**Activity:** Every record should be copied exactly, except that pictures are to be omitted.

#### Given records ####

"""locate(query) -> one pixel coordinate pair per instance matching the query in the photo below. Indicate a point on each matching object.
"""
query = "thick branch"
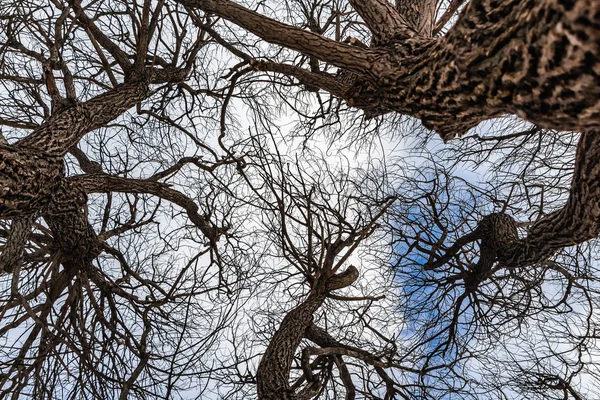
(538, 60)
(13, 251)
(382, 18)
(341, 55)
(63, 130)
(578, 221)
(102, 183)
(419, 15)
(274, 369)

####

**Reply:**
"""locate(query) -> one pixel coordinate pair per instance matching the query in the photo below. Indicate a point on each matching object.
"""
query = "thick branch"
(538, 60)
(13, 251)
(382, 18)
(341, 55)
(63, 130)
(578, 221)
(102, 183)
(419, 15)
(274, 369)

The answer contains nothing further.